• SET TASK
Copy the data below verbatim, starting at the line with "Please mark the bird's foot" and continuing through the final line of the data, with both ends included.

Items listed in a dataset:
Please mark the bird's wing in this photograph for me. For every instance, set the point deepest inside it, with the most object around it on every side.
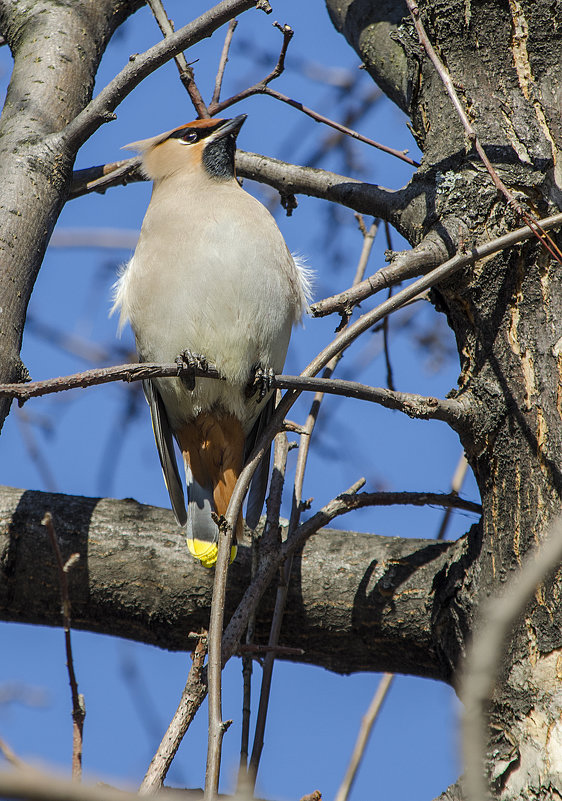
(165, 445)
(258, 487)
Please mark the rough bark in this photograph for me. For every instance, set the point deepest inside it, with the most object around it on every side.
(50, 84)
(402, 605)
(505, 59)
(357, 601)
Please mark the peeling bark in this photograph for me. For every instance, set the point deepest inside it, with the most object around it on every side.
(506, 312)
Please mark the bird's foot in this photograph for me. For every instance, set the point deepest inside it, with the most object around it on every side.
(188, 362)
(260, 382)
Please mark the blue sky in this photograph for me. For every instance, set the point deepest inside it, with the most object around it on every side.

• FULL ANSWER
Please mark the bird's foot in this photograph for me. For every instance, set the point deepest inside it, with the most object around it on every side.
(188, 362)
(260, 382)
Please mark the blue sky in this photograph for me. For every instance, set the point deepest inside it, with the most object around it on every side.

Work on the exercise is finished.